Action item = Every line of the material below that contains the string "orange" must appear in the answer.

━━━━━ Material for the task ━━━━━

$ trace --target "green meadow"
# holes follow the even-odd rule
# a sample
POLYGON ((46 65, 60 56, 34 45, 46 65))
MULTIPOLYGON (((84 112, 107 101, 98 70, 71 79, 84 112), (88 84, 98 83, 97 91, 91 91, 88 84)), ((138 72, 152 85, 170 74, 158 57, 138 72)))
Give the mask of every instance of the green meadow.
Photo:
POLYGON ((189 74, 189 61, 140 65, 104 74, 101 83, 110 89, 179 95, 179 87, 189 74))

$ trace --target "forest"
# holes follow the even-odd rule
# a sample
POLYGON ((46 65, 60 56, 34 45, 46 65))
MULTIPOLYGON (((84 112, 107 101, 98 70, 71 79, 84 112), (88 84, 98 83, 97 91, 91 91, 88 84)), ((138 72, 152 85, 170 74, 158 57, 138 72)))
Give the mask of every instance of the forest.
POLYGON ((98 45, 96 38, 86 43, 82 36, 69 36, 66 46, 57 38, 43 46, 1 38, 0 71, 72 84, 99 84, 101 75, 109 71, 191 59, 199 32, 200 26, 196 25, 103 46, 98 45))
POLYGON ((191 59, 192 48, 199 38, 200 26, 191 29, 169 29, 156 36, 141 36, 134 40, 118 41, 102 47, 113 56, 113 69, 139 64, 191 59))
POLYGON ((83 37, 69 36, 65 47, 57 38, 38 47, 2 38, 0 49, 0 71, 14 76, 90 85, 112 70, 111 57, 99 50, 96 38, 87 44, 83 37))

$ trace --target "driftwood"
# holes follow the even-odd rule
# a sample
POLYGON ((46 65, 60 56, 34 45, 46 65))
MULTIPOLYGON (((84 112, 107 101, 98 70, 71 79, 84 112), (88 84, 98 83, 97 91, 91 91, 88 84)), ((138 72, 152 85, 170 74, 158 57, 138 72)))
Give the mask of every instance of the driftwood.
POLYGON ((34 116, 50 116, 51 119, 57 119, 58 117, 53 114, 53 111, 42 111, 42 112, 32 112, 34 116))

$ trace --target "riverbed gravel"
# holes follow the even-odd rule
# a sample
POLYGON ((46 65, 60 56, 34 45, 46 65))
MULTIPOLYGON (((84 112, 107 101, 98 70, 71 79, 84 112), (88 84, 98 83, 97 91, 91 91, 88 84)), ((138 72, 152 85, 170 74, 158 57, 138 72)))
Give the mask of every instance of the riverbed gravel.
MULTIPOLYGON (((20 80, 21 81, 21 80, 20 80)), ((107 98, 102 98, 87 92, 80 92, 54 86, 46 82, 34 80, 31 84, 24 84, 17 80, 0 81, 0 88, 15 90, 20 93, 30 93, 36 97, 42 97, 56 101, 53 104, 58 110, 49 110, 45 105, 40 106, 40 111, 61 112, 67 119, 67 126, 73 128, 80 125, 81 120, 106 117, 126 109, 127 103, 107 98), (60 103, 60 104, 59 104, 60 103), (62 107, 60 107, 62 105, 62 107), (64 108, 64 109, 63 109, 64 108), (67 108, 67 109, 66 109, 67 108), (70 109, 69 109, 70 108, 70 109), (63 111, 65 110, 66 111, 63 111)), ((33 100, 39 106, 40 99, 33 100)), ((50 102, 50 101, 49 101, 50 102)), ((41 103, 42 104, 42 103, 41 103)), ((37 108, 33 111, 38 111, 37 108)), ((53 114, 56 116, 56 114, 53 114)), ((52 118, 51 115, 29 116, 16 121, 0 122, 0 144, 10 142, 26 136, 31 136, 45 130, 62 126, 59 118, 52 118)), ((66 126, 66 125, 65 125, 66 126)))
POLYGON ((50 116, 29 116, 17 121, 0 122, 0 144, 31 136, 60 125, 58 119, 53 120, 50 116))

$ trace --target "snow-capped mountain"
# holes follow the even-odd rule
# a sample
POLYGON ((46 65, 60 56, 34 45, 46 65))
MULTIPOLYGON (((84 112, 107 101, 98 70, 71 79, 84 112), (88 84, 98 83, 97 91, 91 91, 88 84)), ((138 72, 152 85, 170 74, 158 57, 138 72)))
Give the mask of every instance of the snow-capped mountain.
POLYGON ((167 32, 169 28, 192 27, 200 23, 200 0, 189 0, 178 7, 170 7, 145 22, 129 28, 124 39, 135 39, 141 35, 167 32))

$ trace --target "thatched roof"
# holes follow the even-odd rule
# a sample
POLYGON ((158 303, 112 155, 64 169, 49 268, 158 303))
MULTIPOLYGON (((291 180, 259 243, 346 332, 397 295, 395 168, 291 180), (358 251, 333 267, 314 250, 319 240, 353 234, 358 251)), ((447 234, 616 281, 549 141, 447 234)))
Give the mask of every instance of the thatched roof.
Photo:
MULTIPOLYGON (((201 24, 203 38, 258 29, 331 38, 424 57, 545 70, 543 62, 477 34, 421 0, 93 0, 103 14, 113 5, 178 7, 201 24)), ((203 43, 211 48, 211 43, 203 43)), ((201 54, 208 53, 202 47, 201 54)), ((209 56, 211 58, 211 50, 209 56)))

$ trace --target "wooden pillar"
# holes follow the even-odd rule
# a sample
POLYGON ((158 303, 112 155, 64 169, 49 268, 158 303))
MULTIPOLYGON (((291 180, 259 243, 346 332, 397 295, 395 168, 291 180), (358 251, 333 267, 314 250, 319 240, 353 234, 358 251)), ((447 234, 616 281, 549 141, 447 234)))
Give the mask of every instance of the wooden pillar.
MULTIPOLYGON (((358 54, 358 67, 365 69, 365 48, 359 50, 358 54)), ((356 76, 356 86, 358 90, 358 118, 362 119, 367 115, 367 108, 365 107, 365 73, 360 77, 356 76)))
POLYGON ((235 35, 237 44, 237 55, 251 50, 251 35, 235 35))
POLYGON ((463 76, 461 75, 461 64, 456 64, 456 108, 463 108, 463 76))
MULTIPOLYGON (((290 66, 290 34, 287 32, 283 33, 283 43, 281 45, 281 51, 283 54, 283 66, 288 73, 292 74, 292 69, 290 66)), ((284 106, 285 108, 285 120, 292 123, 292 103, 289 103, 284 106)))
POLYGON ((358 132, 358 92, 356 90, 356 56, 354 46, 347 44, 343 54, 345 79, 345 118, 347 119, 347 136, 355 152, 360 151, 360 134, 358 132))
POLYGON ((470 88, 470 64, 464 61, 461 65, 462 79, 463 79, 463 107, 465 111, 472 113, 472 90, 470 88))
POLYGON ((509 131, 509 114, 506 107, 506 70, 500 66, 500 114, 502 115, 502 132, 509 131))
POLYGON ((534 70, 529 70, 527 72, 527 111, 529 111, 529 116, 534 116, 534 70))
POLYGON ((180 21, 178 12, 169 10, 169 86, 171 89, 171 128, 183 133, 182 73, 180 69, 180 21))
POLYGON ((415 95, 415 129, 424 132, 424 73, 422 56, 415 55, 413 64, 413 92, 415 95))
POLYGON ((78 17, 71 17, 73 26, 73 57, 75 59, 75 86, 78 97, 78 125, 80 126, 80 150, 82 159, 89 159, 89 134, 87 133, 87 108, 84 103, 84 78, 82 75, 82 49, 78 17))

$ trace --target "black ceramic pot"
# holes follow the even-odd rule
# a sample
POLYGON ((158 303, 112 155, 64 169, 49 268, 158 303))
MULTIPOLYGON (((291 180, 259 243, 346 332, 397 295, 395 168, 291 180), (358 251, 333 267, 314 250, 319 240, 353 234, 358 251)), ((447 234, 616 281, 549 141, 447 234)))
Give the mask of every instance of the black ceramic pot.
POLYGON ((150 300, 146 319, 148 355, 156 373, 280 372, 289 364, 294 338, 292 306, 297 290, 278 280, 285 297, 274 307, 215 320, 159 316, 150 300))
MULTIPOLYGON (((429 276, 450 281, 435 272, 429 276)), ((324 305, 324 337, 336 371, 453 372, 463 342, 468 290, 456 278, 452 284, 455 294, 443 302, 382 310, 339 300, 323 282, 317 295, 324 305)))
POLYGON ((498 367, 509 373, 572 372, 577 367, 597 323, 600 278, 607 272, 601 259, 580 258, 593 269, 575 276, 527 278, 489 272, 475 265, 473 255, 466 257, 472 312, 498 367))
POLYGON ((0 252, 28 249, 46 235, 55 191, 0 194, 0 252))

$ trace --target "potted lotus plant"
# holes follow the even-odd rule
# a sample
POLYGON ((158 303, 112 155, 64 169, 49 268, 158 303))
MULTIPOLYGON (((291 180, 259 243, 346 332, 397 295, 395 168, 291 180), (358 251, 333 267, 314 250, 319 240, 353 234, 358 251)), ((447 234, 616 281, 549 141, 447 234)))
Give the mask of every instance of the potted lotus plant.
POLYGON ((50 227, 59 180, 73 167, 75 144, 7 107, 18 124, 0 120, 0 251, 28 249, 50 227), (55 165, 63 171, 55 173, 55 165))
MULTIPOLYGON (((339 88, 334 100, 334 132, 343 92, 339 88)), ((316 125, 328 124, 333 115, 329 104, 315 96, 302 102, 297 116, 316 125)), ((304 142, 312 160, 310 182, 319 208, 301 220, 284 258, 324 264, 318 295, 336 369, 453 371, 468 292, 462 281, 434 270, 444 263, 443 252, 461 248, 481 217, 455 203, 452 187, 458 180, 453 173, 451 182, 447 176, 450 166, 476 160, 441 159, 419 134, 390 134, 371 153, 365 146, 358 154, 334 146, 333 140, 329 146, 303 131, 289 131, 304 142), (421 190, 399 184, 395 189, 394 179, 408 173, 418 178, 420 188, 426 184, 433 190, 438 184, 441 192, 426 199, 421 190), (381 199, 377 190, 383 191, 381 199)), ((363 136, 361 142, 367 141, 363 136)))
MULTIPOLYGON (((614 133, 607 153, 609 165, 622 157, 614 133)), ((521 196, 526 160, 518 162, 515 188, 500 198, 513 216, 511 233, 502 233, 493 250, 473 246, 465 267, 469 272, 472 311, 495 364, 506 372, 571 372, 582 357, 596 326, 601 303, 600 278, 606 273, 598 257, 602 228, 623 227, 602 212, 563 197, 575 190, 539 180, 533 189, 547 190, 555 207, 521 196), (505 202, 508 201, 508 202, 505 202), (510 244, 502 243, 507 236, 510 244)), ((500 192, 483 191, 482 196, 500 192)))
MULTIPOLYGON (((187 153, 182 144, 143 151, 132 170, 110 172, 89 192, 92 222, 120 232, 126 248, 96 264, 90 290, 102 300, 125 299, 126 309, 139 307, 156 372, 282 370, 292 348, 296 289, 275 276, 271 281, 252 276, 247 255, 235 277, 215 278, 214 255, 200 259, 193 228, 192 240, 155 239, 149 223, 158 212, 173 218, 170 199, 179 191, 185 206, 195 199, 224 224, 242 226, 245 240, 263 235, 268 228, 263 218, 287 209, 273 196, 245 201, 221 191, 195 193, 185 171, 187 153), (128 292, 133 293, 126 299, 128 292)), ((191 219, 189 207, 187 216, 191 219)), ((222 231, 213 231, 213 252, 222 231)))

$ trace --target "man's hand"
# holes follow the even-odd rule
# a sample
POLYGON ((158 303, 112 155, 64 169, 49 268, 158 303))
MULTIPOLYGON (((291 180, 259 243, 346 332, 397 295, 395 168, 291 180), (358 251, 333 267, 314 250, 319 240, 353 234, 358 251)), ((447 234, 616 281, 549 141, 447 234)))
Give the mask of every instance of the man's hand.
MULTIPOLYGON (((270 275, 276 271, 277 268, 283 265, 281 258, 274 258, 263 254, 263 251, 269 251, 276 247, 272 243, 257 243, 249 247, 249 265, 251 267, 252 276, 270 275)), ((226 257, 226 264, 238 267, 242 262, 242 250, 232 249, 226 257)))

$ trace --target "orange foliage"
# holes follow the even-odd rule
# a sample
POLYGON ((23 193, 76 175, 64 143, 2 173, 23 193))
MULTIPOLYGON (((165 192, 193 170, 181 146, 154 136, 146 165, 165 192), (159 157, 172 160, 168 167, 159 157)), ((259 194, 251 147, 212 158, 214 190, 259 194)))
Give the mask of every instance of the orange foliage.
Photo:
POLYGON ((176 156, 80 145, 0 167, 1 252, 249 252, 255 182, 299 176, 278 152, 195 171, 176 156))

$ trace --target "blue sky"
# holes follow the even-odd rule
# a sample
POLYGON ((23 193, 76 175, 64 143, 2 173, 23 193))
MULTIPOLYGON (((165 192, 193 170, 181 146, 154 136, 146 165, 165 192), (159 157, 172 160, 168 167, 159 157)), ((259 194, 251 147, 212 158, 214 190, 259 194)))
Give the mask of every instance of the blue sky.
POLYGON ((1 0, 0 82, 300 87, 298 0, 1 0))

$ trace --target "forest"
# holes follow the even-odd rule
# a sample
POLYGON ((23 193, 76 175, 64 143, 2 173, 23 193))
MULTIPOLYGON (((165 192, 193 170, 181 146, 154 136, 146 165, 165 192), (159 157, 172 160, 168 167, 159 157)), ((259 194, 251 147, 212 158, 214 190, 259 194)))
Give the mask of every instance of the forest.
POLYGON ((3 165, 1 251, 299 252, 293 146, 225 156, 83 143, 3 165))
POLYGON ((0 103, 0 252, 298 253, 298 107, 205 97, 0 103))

━━━━━

Solution to the problem =
$ trace --target "orange foliage"
Give the mask of every instance of the orange foliage.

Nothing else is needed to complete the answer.